Object pointing dataset rows
◇ ◇ ◇ ◇ ◇

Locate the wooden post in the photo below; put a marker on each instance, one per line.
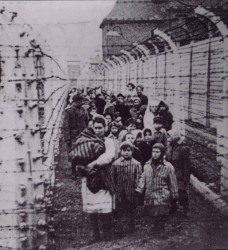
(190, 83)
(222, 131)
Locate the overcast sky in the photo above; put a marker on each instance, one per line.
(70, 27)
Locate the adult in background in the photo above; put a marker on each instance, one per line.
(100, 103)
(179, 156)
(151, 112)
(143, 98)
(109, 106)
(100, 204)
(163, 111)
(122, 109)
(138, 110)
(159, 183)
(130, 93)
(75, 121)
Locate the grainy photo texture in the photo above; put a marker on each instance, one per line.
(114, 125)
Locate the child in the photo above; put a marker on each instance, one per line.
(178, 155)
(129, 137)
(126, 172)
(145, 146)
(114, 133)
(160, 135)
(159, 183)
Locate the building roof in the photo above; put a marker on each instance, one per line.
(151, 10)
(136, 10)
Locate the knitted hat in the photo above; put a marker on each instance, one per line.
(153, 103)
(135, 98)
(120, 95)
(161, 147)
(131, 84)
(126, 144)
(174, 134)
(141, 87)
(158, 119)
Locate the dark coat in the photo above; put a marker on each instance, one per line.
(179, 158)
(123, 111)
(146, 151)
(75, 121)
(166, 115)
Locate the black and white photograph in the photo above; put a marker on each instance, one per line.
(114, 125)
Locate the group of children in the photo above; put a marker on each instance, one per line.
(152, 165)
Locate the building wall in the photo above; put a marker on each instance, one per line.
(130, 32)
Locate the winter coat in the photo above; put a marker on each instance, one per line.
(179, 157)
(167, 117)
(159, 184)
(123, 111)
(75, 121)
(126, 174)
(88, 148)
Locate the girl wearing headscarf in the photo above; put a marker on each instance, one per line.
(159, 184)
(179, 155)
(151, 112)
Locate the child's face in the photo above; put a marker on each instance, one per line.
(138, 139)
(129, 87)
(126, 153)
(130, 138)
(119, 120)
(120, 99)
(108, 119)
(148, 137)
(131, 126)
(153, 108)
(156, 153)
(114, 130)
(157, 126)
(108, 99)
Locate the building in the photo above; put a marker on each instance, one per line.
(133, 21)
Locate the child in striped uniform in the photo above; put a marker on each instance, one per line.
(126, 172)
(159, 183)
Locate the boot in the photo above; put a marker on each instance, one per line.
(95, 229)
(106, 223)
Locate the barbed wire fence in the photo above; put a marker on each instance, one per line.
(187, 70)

◇ ◇ ◇ ◇ ◇

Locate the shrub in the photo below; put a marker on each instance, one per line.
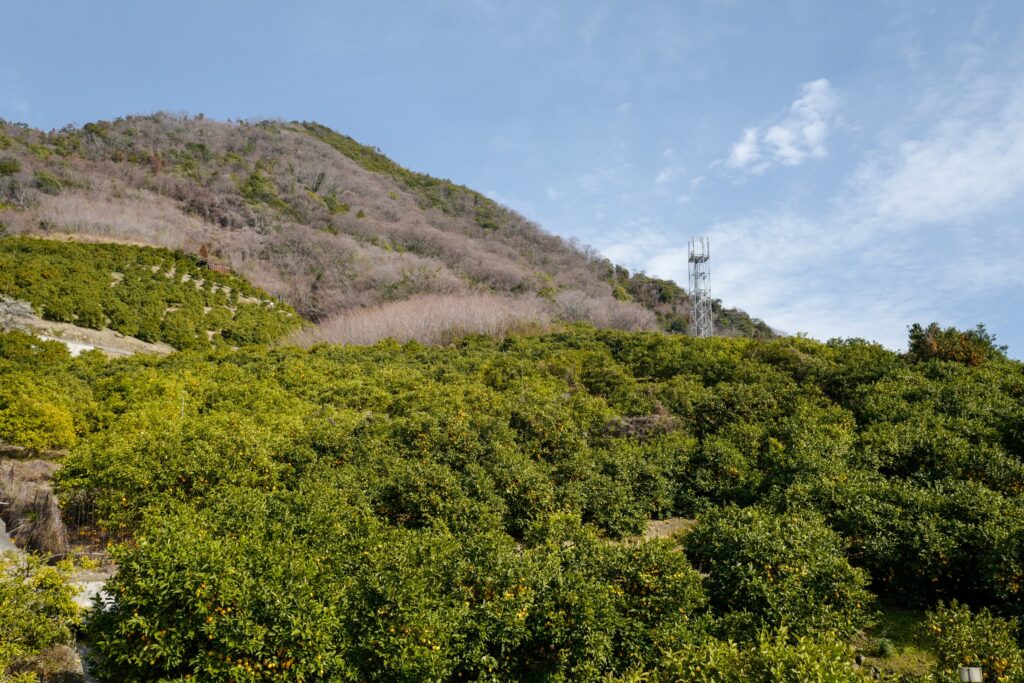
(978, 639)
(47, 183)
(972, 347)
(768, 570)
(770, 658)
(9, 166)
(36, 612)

◇ ◇ ◇ ◇ ◇

Pick out and copy each line in the entries above that contains the word "below".

● Worked answer:
Locate the wooden post in the photo below; put a marker on each instance, one per line.
Locate the shrub in the photo below; put a marker on each instance, one per line.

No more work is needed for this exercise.